Required work
Beginning at the line that contains "[locate] gable roof", output each line exactly through the end of the records, and drop any pictures.
┌────────
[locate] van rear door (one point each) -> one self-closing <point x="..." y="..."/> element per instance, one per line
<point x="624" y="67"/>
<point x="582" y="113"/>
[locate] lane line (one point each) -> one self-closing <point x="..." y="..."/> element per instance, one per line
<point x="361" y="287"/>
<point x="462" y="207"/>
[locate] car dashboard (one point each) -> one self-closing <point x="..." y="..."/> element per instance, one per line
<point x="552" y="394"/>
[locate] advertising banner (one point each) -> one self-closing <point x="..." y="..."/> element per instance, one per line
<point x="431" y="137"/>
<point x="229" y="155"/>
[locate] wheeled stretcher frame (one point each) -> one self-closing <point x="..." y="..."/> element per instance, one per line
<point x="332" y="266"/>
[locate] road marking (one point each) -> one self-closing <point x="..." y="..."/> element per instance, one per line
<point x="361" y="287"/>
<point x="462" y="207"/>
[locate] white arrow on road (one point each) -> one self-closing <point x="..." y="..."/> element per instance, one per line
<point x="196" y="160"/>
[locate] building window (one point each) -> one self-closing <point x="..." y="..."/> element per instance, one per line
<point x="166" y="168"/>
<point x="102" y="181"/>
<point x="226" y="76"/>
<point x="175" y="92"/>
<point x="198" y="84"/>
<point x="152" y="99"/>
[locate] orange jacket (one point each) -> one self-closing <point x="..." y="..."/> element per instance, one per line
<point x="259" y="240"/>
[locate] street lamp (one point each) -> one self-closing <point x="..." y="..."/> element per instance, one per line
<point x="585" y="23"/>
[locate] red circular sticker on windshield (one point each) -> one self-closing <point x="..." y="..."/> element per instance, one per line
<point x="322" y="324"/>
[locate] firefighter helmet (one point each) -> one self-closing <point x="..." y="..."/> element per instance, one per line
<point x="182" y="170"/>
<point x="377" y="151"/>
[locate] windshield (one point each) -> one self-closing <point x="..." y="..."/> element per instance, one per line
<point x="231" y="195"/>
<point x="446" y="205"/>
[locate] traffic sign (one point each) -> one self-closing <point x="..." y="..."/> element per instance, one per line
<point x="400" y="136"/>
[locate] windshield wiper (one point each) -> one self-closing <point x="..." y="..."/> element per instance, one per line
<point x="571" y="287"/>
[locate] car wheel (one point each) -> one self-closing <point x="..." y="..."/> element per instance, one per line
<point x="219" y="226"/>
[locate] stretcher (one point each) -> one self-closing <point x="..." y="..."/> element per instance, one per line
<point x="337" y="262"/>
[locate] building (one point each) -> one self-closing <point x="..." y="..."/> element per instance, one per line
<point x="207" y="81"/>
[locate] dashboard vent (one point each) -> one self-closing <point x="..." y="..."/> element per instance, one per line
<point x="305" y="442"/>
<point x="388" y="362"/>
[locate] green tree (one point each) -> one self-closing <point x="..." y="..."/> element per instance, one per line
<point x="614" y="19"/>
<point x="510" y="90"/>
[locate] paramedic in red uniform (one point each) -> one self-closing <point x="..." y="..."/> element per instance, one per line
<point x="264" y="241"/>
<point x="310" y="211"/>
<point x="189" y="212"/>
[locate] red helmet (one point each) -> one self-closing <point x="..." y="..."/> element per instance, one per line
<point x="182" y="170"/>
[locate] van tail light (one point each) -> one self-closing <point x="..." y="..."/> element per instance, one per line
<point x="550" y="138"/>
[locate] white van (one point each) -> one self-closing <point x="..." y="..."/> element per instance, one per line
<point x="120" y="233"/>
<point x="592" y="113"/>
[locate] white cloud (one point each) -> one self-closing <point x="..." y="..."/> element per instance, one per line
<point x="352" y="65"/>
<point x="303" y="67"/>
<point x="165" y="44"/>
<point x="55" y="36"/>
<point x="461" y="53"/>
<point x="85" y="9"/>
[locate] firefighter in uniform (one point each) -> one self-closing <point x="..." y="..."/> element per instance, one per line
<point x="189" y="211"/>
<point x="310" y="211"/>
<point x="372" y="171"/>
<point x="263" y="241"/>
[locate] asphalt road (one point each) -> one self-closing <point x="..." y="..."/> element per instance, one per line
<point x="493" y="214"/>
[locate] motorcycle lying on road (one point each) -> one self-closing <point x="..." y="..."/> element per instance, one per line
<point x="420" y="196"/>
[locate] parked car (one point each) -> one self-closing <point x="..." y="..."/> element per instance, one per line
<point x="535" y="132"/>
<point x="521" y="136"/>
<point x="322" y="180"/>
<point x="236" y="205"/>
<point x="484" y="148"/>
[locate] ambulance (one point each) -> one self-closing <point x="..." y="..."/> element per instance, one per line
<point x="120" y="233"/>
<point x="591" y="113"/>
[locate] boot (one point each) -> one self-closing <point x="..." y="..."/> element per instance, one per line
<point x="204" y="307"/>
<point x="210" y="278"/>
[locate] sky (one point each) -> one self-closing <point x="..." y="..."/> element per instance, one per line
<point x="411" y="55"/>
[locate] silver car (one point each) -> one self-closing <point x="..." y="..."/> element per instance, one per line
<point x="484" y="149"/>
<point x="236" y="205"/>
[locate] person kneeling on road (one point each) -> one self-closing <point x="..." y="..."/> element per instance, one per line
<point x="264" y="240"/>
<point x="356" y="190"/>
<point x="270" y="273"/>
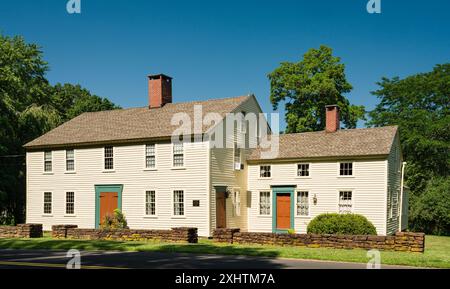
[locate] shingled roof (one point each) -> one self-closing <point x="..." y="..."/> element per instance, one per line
<point x="343" y="143"/>
<point x="126" y="125"/>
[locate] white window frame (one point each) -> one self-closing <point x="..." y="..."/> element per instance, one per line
<point x="270" y="171"/>
<point x="339" y="169"/>
<point x="270" y="203"/>
<point x="183" y="154"/>
<point x="236" y="202"/>
<point x="154" y="155"/>
<point x="74" y="162"/>
<point x="45" y="161"/>
<point x="155" y="215"/>
<point x="173" y="204"/>
<point x="74" y="203"/>
<point x="104" y="159"/>
<point x="296" y="203"/>
<point x="309" y="171"/>
<point x="51" y="204"/>
<point x="352" y="201"/>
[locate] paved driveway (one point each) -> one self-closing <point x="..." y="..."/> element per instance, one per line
<point x="159" y="260"/>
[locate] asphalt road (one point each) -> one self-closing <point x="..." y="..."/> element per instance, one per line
<point x="43" y="259"/>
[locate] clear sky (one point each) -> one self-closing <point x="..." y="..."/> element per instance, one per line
<point x="219" y="49"/>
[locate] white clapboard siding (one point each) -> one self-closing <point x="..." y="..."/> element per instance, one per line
<point x="224" y="174"/>
<point x="368" y="186"/>
<point x="129" y="172"/>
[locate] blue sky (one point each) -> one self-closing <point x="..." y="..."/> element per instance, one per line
<point x="226" y="48"/>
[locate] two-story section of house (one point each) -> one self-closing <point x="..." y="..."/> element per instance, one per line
<point x="126" y="159"/>
<point x="86" y="168"/>
<point x="333" y="171"/>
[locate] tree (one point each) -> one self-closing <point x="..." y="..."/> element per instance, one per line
<point x="431" y="210"/>
<point x="419" y="104"/>
<point x="29" y="107"/>
<point x="308" y="86"/>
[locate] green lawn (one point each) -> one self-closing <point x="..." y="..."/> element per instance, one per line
<point x="437" y="251"/>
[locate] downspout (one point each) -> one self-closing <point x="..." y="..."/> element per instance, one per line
<point x="401" y="196"/>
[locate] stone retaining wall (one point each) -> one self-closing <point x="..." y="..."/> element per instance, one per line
<point x="186" y="235"/>
<point x="402" y="241"/>
<point x="21" y="231"/>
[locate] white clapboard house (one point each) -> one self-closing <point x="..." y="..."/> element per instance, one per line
<point x="84" y="169"/>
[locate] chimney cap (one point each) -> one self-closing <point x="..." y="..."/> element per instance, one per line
<point x="157" y="76"/>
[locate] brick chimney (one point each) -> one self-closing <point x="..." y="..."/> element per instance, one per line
<point x="159" y="90"/>
<point x="332" y="118"/>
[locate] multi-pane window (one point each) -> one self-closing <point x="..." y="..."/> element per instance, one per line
<point x="302" y="204"/>
<point x="47" y="203"/>
<point x="345" y="202"/>
<point x="264" y="203"/>
<point x="109" y="158"/>
<point x="346" y="169"/>
<point x="70" y="160"/>
<point x="48" y="161"/>
<point x="303" y="170"/>
<point x="237" y="203"/>
<point x="264" y="171"/>
<point x="178" y="155"/>
<point x="150" y="157"/>
<point x="178" y="203"/>
<point x="70" y="203"/>
<point x="150" y="203"/>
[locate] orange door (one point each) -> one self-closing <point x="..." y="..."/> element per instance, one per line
<point x="283" y="211"/>
<point x="108" y="203"/>
<point x="221" y="212"/>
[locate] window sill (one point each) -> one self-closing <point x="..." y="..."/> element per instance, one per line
<point x="178" y="168"/>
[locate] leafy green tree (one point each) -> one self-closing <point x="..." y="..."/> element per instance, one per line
<point x="29" y="107"/>
<point x="431" y="210"/>
<point x="308" y="86"/>
<point x="419" y="104"/>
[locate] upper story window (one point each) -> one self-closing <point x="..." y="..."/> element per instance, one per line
<point x="264" y="203"/>
<point x="70" y="160"/>
<point x="48" y="161"/>
<point x="302" y="204"/>
<point x="178" y="203"/>
<point x="345" y="202"/>
<point x="265" y="172"/>
<point x="150" y="156"/>
<point x="70" y="203"/>
<point x="346" y="169"/>
<point x="47" y="203"/>
<point x="150" y="203"/>
<point x="178" y="155"/>
<point x="109" y="158"/>
<point x="303" y="170"/>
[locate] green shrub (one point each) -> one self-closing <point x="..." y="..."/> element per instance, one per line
<point x="115" y="222"/>
<point x="341" y="224"/>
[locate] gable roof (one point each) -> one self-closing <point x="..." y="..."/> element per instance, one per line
<point x="343" y="143"/>
<point x="125" y="125"/>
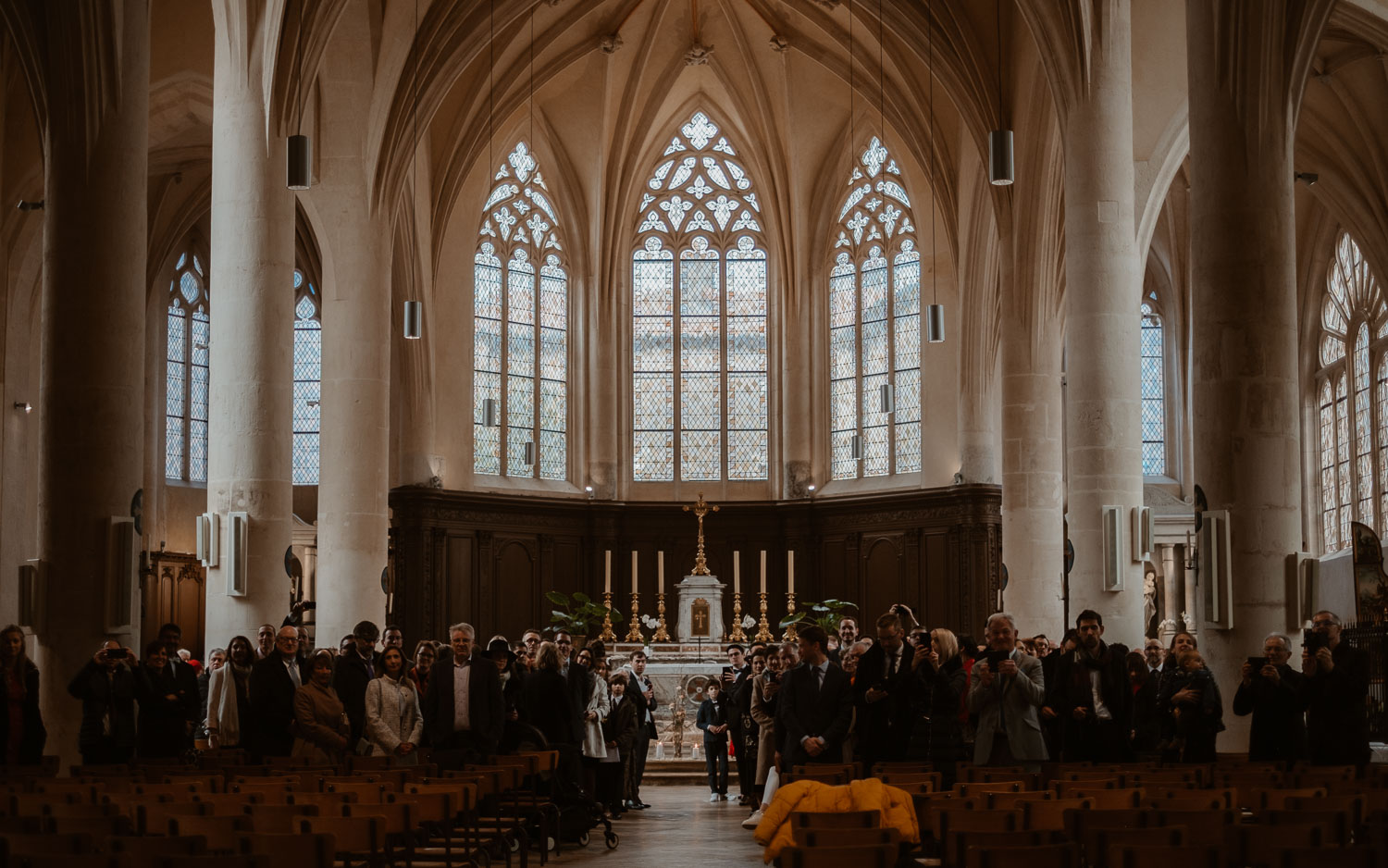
└────────
Task result
[locate] gable roof (one point each) -> one self-closing <point x="..." y="..."/> element per instance, one per line
<point x="343" y="143"/>
<point x="125" y="125"/>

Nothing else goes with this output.